__PROBLEM TO SOLVE__.
Pick out every line in the listing below that contains the string "gray", and copy each one. Matching is case-sensitive.

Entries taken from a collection
┌──
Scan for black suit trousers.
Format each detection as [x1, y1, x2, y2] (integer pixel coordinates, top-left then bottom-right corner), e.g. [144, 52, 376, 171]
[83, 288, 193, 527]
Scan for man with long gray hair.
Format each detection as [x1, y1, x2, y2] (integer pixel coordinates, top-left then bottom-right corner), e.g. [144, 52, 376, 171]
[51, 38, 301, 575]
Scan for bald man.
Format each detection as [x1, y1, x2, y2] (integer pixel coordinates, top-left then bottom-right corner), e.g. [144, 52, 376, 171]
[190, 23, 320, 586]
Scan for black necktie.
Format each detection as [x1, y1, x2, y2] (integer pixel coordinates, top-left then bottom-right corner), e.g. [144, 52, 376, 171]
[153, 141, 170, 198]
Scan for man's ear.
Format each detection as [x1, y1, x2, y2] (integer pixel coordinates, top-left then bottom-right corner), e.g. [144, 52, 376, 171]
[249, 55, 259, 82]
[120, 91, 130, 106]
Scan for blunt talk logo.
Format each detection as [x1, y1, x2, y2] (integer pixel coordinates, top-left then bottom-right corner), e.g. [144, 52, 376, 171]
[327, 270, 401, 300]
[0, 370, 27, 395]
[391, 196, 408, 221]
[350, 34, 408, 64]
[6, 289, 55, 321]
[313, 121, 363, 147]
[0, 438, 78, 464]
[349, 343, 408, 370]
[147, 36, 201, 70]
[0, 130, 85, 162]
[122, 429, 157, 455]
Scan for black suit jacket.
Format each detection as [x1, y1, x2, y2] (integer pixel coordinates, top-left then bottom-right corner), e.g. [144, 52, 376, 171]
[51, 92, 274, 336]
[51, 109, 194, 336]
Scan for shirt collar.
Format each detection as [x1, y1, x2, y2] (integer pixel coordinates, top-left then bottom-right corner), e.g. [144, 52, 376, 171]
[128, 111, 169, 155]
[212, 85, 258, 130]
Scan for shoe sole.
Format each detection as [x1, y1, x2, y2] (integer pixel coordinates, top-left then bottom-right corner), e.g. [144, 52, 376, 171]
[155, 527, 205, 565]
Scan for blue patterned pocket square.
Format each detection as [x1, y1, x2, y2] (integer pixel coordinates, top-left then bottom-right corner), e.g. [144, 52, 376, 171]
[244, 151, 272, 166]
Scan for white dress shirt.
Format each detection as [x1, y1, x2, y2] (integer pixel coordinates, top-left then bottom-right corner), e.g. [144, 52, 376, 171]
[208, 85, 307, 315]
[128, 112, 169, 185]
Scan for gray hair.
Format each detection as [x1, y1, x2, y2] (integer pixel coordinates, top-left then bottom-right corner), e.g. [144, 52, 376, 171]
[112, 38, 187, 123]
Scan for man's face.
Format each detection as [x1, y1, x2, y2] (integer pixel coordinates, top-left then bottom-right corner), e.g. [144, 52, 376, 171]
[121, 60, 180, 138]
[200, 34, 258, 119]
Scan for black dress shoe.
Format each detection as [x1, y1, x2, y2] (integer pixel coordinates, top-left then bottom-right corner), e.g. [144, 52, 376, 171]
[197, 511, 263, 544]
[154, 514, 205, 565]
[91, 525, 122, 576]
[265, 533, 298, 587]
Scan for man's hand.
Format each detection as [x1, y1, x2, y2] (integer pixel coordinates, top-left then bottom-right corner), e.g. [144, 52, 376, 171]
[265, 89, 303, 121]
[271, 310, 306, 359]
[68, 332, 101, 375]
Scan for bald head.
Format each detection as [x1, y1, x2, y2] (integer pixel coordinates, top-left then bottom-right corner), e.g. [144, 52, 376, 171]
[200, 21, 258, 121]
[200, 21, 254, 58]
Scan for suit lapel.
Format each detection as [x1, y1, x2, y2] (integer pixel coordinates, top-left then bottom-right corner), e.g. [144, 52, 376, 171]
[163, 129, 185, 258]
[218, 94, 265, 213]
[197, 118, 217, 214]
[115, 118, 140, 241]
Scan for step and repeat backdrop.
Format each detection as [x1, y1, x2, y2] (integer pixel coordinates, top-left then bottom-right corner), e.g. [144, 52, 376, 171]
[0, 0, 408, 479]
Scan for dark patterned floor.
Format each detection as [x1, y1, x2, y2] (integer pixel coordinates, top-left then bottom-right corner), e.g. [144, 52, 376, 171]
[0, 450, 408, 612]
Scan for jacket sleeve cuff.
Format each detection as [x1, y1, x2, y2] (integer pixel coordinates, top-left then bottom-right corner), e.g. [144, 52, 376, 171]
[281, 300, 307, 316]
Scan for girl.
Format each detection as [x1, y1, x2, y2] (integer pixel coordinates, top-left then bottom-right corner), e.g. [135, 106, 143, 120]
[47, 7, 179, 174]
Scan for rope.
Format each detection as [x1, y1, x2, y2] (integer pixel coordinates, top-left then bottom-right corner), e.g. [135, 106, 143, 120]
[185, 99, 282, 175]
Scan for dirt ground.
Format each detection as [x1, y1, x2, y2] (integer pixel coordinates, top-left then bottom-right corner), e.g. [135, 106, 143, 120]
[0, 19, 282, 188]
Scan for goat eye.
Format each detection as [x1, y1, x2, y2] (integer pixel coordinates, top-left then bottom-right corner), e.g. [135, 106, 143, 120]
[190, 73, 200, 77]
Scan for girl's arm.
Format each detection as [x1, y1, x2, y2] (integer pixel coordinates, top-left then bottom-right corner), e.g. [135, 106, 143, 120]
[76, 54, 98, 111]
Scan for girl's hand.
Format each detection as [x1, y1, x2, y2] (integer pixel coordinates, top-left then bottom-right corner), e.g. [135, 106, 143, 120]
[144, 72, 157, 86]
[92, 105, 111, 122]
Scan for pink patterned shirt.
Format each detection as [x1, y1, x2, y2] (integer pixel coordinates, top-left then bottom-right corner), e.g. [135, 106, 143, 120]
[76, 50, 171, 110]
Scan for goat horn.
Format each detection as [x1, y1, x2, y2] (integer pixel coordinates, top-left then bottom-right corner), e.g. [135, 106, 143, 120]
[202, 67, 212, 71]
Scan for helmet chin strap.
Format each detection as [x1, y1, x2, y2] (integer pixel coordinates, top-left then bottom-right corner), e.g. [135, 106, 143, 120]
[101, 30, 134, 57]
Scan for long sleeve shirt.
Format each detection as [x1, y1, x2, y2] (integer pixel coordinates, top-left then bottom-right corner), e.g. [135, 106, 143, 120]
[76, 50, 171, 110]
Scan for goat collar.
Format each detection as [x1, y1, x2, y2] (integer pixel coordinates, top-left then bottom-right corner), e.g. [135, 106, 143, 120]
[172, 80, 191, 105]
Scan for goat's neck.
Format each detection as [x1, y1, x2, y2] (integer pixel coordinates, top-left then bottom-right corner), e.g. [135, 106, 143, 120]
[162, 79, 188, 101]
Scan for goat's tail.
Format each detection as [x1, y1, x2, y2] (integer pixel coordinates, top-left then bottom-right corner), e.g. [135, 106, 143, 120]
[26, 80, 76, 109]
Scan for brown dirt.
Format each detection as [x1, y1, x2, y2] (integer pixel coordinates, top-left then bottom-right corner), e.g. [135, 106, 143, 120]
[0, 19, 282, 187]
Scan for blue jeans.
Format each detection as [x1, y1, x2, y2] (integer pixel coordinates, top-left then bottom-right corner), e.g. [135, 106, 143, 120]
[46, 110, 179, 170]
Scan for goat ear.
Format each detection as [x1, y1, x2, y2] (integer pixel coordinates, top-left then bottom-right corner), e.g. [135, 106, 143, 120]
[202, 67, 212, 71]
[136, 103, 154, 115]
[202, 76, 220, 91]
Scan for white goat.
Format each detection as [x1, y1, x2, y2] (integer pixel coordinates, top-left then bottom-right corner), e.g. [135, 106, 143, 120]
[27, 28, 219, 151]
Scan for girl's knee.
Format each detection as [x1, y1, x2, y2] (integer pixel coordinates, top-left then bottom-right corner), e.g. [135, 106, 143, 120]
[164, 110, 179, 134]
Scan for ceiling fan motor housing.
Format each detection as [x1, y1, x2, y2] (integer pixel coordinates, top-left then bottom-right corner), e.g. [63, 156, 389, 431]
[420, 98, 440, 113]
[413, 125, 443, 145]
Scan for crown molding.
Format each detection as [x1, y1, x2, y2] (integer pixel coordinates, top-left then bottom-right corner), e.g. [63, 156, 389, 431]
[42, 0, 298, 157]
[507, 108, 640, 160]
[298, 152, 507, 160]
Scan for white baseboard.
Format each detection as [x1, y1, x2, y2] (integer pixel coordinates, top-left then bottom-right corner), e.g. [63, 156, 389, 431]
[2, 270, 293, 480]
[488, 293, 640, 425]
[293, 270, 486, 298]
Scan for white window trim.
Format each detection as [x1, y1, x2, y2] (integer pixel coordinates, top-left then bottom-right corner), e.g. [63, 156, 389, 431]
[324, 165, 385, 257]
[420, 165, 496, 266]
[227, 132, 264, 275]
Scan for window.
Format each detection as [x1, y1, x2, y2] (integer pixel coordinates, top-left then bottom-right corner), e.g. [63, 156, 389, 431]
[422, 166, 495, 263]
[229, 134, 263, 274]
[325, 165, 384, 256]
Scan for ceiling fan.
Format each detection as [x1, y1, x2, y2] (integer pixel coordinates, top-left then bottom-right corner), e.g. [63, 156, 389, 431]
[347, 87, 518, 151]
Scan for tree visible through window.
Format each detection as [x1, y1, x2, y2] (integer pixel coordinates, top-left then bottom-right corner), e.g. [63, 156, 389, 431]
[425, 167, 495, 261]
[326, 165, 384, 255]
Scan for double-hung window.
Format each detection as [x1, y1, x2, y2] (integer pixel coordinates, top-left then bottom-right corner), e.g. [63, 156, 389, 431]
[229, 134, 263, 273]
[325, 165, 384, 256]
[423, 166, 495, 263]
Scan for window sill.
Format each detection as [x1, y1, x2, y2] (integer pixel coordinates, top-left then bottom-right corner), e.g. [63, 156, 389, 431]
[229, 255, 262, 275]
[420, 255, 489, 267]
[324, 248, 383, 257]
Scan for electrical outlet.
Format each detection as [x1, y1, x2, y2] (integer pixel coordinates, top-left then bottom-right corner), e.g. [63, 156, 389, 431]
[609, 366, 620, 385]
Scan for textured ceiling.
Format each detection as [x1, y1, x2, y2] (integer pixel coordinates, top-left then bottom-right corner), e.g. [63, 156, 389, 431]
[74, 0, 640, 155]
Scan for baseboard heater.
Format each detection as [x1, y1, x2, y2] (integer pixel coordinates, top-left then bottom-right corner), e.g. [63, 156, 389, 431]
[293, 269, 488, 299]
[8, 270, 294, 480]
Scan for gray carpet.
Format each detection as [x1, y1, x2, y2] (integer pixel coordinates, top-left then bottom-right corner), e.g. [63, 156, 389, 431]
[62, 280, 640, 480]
└──
__ANSWER TO THIS TASK__.
Scan for man with long gray hair.
Scan for gray hair.
Scan for gray carpet.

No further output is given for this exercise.